• **The request**:
Duplicate every line of the listing below without any change, but leave the pictures out of your copy.

• **Extracted data entries**:
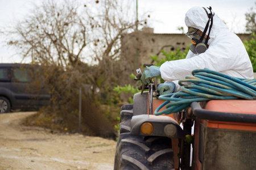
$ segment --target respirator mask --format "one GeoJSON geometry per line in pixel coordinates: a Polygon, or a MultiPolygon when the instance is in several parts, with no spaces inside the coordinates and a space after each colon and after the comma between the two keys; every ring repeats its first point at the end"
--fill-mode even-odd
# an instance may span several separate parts
{"type": "Polygon", "coordinates": [[[189,49],[191,52],[196,54],[204,53],[208,49],[208,45],[207,44],[209,38],[210,29],[212,29],[212,24],[213,23],[213,16],[215,14],[214,13],[212,14],[212,7],[210,6],[208,8],[210,11],[210,13],[209,14],[204,7],[203,8],[205,11],[209,18],[203,34],[200,36],[199,34],[199,32],[200,32],[199,31],[199,29],[193,27],[188,27],[188,32],[186,33],[186,35],[192,39],[192,44],[189,45],[189,49]],[[207,35],[207,37],[205,39],[204,37],[208,29],[210,21],[210,25],[209,28],[209,32],[207,35]]]}

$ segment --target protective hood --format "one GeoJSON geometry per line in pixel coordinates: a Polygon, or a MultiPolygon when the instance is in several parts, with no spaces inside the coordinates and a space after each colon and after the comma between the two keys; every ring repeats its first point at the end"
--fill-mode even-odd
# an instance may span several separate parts
{"type": "MultiPolygon", "coordinates": [[[[208,14],[210,13],[208,8],[205,8],[208,14]]],[[[212,10],[212,12],[214,12],[212,10]]],[[[185,23],[187,27],[191,27],[199,29],[204,32],[204,28],[209,20],[208,16],[205,11],[202,7],[195,6],[191,8],[187,12],[185,16],[185,23]]],[[[214,39],[218,32],[228,30],[226,24],[218,18],[217,15],[213,16],[213,24],[210,31],[210,38],[214,39]]],[[[206,34],[208,35],[209,29],[206,34]]]]}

• **Task answer**:
$ segment --target respirator mask --format "one GeoJSON geometry per line in pixel coordinates: a Polygon, or a MultiPolygon when the instance is in several parts, with no spaces inside the coordinates and a space after each colon and after the comma between the two keys; every ring repeats its first point at the end"
--fill-mode even-odd
# an instance may span several separate parts
{"type": "Polygon", "coordinates": [[[189,49],[191,52],[196,54],[204,53],[208,49],[208,45],[207,44],[209,38],[210,29],[212,29],[212,24],[213,23],[213,16],[215,14],[214,13],[212,14],[212,7],[210,6],[208,8],[210,11],[210,13],[209,14],[204,7],[203,8],[205,11],[209,18],[203,34],[200,36],[199,34],[199,32],[200,32],[199,31],[199,29],[193,27],[188,27],[188,32],[186,33],[186,35],[192,39],[192,44],[189,45],[189,49]],[[207,35],[207,37],[205,39],[204,37],[208,29],[210,21],[210,25],[209,28],[209,32],[207,35]]]}

$ segment --target protective hood --format "one GeoJSON geometry per line in pixel coordinates: a Polygon, or a MultiPolygon when the instance is in several parts, with no spaces inside the coordinates and a space after each colon and after the comma between the two keys; every ring repeats its first point at the end"
--fill-mode even-odd
# an instance may span several separate parts
{"type": "MultiPolygon", "coordinates": [[[[208,14],[210,13],[208,8],[205,8],[208,14]]],[[[212,10],[212,12],[214,12],[212,10]]],[[[185,23],[187,27],[191,27],[199,29],[204,32],[204,28],[209,20],[208,16],[205,11],[202,7],[195,6],[191,8],[187,12],[185,16],[185,23]]],[[[214,39],[218,32],[228,30],[226,24],[218,18],[217,15],[213,16],[213,24],[210,31],[210,38],[214,39]]],[[[206,34],[208,35],[209,29],[206,34]]]]}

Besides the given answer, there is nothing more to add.